:: Stated task 1 ::
In the gospel reflection below, what is given as the literal meaning of "scandalised"?
:: Stated task 2 ::
Repeat a passage from the gospel reflection below word for word. Begin at the words "They know he" and stop after "expected of him.".

:: Supplied text ::

Week 14 Sunday (Year B)

Readings: Ezekiel 2:2-5; Psalm 123; 2 Corinthians ; Mark 6:1-6

Jesus comes to his own country, literally to his 'fatherland', to what belongs to his father. The word is used twice in this short gospel passage (vv.1,4). And perhaps this is the root of the problem in his own country: what he has come to is not, truly, his fatherland. They think they know him, that he belongs to them, that they have made him. They say they know his mother, his brothers, his sisters. Notice that they do not mention his father. Is this because they do not know who his father is? In a deeper sense, of course, that is precisely the problem: they do not know who his Father is. They do not know where he has come from, his origin, his nature. He does not belong to them in the way they think he does. In Luke's gospel, as an adolescent, he says to his mother, 'did you not know that I must be about my father's business, in my father's house, in my (true) fatherland?'

They know he is a carpenter, a tekton. They know what his job is, therefore, what he is meant to produce. So where do these mighty works come from? He is a craftsman, skilled with his hands, not a teacher. Whence comes the wisdom that shines in his words as in his actions? One of their own, yet they do not know him. They are unsettled, tripped up by him (the literal meaning of  'scandalised'). A familiar face, and yet he is a stranger to them. He is a craftsman, yes, a poet, author, and master, but they fail to put two and two together. Who is the author of these mighty works he does, works that renew, heal and re-create broken humanity? It cannot be him, they say, because we know who he is, and where he belongs, and what is to be expected of him.

Jesus has come to reveal his Father to them. That means he has come to introduce them to their true homeland (their true fatherland). He is present with them as the witness of the Father, teaching them marvellous things, and as the Father's instrument in a work of re-creation. In the chapters just before this one we have seen his power over all the levels of creation. His own people fail to see that he is indeed a tekton, a craftsman and more, the one through whom all things were made. It is too much to expect that they would understand so much, so quickly. The Church took a long time to realise all it has about the nature and person of Jesus. And we continue to explore His mystery centuries later.

:: Collected material ::
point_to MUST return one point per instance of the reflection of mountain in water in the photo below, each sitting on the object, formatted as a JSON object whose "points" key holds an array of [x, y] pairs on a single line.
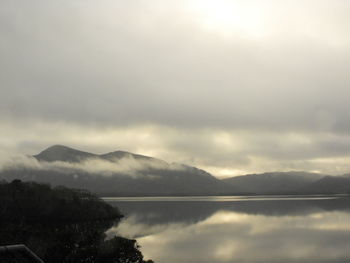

:: Response 1 ::
Tripped up.

:: Response 2 ::
They know he is a carpenter, a tekton. They know what his job is, therefore, what he is meant to produce. So where do these mighty works come from? He is a craftsman, skilled with his hands, not a teacher. Whence comes the wisdom that shines in his words as in his actions? One of their own, yet they do not know him. They are unsettled, tripped up by him (the literal meaning of  'scandalised'). A familiar face, and yet he is a stranger to them. He is a craftsman, yes, a poet, author, and master, but they fail to put two and two together. Who is the author of these mighty works he does, works that renew, heal and re-create broken humanity? It cannot be him, they say, because we know who he is, and where he belongs, and what is to be expected of him.